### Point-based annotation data
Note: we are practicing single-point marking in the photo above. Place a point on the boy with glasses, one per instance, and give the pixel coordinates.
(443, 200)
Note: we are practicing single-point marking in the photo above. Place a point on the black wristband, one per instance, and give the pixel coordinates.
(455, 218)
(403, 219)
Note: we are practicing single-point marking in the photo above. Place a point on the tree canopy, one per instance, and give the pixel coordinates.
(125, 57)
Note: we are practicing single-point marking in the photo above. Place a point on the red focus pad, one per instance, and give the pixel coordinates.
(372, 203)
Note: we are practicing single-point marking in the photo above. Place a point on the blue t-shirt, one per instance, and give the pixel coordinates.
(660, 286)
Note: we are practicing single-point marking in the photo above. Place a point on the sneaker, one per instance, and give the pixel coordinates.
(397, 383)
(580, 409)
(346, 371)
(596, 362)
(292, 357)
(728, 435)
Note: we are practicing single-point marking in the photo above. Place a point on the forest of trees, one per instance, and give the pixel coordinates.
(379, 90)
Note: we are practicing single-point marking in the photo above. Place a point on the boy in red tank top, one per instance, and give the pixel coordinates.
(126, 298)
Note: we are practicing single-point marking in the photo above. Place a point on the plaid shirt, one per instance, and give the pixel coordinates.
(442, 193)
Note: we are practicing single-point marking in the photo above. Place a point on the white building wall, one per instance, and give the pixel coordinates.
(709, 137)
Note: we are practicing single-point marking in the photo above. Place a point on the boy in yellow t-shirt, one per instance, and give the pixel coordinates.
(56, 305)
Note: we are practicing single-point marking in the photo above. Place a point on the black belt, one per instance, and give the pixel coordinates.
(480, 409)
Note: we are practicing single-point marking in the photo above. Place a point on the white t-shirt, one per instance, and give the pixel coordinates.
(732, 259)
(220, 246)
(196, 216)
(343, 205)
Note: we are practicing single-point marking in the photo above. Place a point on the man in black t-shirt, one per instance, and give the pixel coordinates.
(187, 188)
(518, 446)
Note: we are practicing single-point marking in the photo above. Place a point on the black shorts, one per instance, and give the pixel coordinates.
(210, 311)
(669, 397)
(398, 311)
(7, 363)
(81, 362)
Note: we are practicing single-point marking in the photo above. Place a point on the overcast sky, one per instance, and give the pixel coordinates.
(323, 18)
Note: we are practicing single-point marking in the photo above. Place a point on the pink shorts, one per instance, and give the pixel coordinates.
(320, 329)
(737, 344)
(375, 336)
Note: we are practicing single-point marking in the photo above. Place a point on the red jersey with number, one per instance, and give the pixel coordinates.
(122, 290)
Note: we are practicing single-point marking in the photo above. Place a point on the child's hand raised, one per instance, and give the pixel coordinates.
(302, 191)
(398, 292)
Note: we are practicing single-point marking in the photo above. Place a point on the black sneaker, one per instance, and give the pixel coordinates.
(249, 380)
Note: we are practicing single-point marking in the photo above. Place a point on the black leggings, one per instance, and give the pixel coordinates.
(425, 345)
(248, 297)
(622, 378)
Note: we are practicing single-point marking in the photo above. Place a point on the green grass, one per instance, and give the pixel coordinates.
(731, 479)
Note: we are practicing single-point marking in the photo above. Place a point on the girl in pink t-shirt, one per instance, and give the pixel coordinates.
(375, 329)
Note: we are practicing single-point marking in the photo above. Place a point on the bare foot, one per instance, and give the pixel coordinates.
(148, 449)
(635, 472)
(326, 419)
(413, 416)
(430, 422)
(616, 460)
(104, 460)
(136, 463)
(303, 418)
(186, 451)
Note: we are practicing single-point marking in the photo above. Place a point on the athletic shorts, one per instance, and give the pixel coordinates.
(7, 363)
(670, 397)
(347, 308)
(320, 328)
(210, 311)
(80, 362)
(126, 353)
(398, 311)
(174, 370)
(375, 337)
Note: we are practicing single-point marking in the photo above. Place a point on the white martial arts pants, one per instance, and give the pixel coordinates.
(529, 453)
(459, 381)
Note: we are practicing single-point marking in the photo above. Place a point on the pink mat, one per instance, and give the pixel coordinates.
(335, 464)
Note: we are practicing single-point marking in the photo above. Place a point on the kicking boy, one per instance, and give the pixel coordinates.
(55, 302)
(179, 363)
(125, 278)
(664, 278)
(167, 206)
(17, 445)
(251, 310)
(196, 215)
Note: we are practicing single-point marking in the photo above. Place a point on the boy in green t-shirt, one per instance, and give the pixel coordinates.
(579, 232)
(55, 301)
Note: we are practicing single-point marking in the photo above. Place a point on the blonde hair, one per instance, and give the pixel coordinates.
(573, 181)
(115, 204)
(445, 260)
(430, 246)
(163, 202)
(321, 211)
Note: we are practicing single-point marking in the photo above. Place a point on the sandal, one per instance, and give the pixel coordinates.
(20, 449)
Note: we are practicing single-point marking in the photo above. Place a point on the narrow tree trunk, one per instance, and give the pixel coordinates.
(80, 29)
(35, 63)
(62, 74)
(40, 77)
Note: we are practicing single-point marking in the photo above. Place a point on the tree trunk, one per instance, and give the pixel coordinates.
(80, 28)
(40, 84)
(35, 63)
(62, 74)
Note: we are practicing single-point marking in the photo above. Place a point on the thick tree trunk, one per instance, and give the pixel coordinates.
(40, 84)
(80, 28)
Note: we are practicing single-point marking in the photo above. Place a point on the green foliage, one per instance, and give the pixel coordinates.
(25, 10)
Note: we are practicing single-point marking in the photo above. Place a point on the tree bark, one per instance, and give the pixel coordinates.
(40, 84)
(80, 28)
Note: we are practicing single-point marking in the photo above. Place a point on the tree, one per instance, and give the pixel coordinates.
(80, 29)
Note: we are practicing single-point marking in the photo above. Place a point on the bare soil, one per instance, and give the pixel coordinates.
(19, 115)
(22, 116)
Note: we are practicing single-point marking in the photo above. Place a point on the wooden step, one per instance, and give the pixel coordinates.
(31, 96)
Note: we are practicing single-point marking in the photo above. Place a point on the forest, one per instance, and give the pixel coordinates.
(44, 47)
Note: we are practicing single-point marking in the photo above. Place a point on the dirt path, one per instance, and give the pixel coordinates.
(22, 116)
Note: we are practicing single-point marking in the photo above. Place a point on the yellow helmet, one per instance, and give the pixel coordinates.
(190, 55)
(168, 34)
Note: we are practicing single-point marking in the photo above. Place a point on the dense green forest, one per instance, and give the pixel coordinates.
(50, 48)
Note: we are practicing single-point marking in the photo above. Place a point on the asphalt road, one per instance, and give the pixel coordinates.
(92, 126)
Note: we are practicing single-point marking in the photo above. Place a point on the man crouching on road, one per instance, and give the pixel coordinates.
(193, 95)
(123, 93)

### Exercise objective
From the line containing "on the dense" to the last line of the material, please quote every line exactly and only those.

### Expected answer
Note: we are practicing single-point marking in the photo above. Place a point on the dense green forest, one per instance, and give the pixel coordinates.
(50, 48)
Note: we are practicing single-point marking in the photo above. Place a point on the asphalt road, one per instance, and give the pixel coordinates.
(92, 126)
Note: we are practicing single-point marking in the photo above. Place a point on the man crouching on road, one per instance, and give the pixel coordinates.
(193, 95)
(123, 93)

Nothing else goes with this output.